▸ ASSIGNMENT:
According to the article about Microsoft's Recall feature, how often does Recall take images of the active screen?

▸ TEXT SHOWN:
☆ ☆ ☆ ☆ ☆
Microsoft Announces Feature That Records Everything You Do on Your Computer for AI

Total Recall

Microsoft has just unveiled a forthcoming Windows AI feature to help users "recall" all their past activities — by recording everything they do in real-time.

As Microsoft explains on its website, the feature — which is called "Recall" and is still being tested — takes "images of your active screen every few seconds."

"The snapshots are encrypted and saved on your PC’s hard drive," the description continues. "You can use Recall to locate the content you have viewed on your PC using search or on a timeline bar that allows you to scroll through your snapshots."

This functionality, as Ars Technica explains, extends beyond mere snapshots of your screen to include on-demand transcription and translation of video meetings and can show provide context for what they were doing during a given moment.

In other words, it sounds a lot like "Big Brother" for the small screen.

Privacy Policy

While Microsoft insists the features will be stored and encrypted locally on one's own hard drive, there's nothing stopping a bad actor who has gained access to a given PC from watching and saving everything a Recall user has done. As Ars points out, the privacy implications of this blow past being worried about one's porn browsing habits being watched and into safety issues, be it for journalists or political dissidents deemed enemies of the state or abused people who share their computers with their abusers.
☆ ☆ ☆ ☆ ☆
[Referring-expression pointing data]
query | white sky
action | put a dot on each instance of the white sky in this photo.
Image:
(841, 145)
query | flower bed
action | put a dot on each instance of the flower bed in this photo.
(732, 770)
☆ ☆ ☆ ☆ ☆
▸ ANSWER SECTION:
Every few seconds.